- Quoted passage:
Actually, now that I think about it, it kinda looks like the coast of South Australia with the Fleurieu Peninsula and Kangaroo island left out. Kinda. Maybe I'm alone on that theory. :P
Anyway, I really love the level of detail on your map. Very intricate. :D Looking forward, as always, to book 2.
Regards, LankySam.
In a wierd altered sense, yes; it is said that you should write what you know and this part of the world (the Fleurieu Peninsula and surrounds) is indeed a part of the world I know.
The Half-Continent is, in a sense, Australia with European history happening in it - after a fashion, this is not an exact thing, just "kinda".
The first city I ever invented there - Brandenbrass - is an outworking of my memories of holidaying on the Yorks Peninsula and looking across to Adelaide - yet gloomier, cooler, more autumnal.
You've covered all the map info I wanted to know with this entry. Thanks!
I like how the final HC map is almost a Frankenstein of elements, all stitched together…something almost Sinster-like about that. The color reproduction with the stains looks terrific.

- Work task 1:
Answer these questions from the comments about the map:
(a) Which peninsula and island does the first commenter say are left out of the coastline?
(b) What is the name of the first city invented in the Half-Continent?
(c) According to the last comment, what looks terrific?

Items listed in a dataset
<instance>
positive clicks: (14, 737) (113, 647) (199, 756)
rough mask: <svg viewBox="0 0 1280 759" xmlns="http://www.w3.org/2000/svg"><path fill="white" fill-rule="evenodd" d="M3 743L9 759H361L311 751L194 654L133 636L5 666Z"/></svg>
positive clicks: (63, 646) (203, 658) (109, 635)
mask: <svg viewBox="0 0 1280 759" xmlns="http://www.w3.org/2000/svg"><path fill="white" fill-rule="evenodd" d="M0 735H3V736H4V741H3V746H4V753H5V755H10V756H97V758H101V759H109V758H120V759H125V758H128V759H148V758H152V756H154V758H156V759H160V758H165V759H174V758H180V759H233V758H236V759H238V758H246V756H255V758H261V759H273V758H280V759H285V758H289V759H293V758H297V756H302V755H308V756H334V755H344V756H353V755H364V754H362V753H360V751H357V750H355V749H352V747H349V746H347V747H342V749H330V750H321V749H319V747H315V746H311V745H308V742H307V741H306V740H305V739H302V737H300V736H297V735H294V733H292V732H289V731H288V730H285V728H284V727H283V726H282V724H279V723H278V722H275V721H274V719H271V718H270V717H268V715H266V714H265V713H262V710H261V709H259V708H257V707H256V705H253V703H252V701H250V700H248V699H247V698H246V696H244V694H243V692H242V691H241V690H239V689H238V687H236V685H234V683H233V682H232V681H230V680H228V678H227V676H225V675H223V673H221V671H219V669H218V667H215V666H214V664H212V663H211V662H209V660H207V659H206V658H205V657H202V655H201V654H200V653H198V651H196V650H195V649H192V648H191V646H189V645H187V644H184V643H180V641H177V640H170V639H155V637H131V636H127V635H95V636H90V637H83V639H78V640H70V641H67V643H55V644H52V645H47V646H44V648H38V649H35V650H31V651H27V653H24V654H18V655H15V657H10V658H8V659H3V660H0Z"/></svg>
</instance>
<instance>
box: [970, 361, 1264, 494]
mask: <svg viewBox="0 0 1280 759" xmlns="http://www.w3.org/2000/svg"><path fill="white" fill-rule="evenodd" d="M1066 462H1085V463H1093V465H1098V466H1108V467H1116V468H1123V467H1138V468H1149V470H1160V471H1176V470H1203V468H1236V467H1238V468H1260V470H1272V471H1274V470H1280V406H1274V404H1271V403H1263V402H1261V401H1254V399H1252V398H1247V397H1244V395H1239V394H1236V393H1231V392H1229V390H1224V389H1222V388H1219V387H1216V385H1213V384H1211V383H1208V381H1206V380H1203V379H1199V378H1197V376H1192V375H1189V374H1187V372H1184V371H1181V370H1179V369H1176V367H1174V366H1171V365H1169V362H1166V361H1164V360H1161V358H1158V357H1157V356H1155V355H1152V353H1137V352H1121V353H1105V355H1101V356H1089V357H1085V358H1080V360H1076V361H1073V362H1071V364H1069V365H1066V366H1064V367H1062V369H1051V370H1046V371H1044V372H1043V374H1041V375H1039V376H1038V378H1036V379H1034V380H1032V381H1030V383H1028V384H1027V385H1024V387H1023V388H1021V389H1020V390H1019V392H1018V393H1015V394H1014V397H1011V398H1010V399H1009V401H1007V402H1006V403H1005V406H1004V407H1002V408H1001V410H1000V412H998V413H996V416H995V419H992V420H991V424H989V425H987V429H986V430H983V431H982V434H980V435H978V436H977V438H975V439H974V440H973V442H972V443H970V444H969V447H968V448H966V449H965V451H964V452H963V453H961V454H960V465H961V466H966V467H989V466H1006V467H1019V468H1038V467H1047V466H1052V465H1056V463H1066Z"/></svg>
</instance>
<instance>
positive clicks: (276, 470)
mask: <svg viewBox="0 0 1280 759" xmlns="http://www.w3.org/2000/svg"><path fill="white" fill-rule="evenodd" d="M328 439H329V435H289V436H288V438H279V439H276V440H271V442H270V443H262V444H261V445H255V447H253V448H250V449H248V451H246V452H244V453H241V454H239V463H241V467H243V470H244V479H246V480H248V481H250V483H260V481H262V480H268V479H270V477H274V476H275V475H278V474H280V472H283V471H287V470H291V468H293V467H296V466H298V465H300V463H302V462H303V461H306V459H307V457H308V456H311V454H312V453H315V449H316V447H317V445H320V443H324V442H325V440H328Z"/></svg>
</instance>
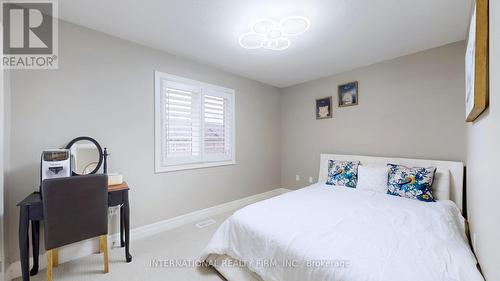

- Work task 2: Pick out every line of the records that contains the string "positive".

- Answer 1:
(a) The Fleurieu Peninsula and Kangaroo Island.
(b) Brandenbrass.
(c) The color reproduction with the stains.

- Answer 2:
positive clicks: (14, 737) (113, 647) (199, 756)
positive clicks: (63, 646) (203, 658) (109, 635)
positive clicks: (276, 470)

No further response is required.